== Text under study ==
Economic activity in the manufacturing sector rose at a faster pace in March as the overall economy grew for the 10th consecutive month, according to the Institute for Supply Management (ISM). Meanwhile, labor issues and part shortages have limited sector growth.
The ISM released Thursday (April 1) the Manufacturing ISM Report on Business that shows the Manufacturing Purchasing Managers’ Index (PMI) rose 3.9 percentage points to 64.7% in March, from February. An index reading of more than 50% indicates the manufacturing economy is expanding.
The new orders index increased 3.2 percentage points to 68% in March, from February. The production index rose 4.9 percentage points to 68.1%. The backlog of orders index rose 3.5 percentage points to 67.5%. The employment index increased 5.2 percentage points to 67.5%. The supplier deliveries index increased 4.6 percentage points to 76.6%. The inventories index rose 1.1 percentage points to 50.8%. The prices index fell 0.4 percentage points to 85.6%. The new export orders index fell 2.7 percentage points to 54.5%. The imports index rose 0.6 percentage points to 56.7%.
“The manufacturing economy continued its recovery in March,” said Timothy Fiore, chair of the ISM Manufacturing Business Survey Committee. “However, survey committee members reported that their companies and suppliers continue to struggle to meet increasing rates of demand due to coronavirus (COVID-19) impacts limiting availability of parts and materials. Extended lead times, wide-scale shortages of critical basic materials, rising commodities prices and difficulties in transporting products are affecting all segments of the manufacturing economy. Worker absenteeism, short-term shutdowns due to part shortages and difficulties in filling open positions continue to be issues that limit manufacturing-growth potential. Optimistic panel sentiment increased, with eight positive comments for every cautious comment, compared to a 5-to-1 ratio in February.
“Demand expanded, with the new orders index growing at a strong level, supported by the new export orders index continuing to expand, customers’ inventories index at an all-time low and backlog of orders index growing to an all-time high,” Fiore added.
Consumption, which is measured by the production and employment indexes, contributed to a 10.1-percentage point increase to the PMI. The employment index rose for the fourth consecutive month, but panelists continued to note difficulties in attracting and retaining employees at their companies’ and suppliers’ facilities, Fiore said. Inputs, which include supplier deliveries, inventories and imports, continued to contribute to input-driven constraints to production expansion and were at higher levels than in February. Inputs contributed to a 5.7-percentage point increase to the PMI. Imports slowed as a result of port backlogs. The prices index rose for the 10th consecutive month and indicated continued supplier pricing power and scarcity of supply chain goods.
===
== Information shown ==
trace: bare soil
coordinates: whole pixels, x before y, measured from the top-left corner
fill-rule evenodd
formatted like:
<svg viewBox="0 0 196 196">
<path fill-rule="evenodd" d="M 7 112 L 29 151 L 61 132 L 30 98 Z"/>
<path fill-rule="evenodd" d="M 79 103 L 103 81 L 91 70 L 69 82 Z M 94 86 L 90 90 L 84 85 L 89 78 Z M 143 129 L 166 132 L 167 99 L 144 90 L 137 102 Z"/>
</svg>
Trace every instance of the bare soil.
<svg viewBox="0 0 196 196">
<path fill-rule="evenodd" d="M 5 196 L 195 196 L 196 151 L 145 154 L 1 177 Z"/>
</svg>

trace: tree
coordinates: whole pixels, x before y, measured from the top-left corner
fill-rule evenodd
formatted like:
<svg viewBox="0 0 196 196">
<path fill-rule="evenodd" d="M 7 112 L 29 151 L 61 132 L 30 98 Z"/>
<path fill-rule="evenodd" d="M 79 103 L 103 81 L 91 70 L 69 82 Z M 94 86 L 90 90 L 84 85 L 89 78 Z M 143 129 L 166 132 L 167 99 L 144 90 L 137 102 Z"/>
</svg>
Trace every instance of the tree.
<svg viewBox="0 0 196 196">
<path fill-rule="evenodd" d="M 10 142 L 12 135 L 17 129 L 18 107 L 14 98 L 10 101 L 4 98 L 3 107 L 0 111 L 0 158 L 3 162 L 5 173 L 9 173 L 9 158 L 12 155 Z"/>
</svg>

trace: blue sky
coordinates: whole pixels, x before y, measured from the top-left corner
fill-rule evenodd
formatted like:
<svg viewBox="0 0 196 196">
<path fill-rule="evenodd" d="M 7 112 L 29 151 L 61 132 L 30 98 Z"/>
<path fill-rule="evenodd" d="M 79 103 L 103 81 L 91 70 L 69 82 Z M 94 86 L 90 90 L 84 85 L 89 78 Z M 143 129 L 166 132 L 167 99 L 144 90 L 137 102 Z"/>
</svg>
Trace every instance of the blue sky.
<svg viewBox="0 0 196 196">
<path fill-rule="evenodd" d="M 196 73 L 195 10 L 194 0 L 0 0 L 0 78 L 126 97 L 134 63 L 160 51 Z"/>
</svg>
===
Task requirements » Repeat the portion of the manufacturing report starting with "The new orders index increased" and going on through "points to 56.7%.", word for word. The data will not be used here.

Response to the exercise »
The new orders index increased 3.2 percentage points to 68% in March, from February. The production index rose 4.9 percentage points to 68.1%. The backlog of orders index rose 3.5 percentage points to 67.5%. The employment index increased 5.2 percentage points to 67.5%. The supplier deliveries index increased 4.6 percentage points to 76.6%. The inventories index rose 1.1 percentage points to 50.8%. The prices index fell 0.4 percentage points to 85.6%. The new export orders index fell 2.7 percentage points to 54.5%. The imports index rose 0.6 percentage points to 56.7%.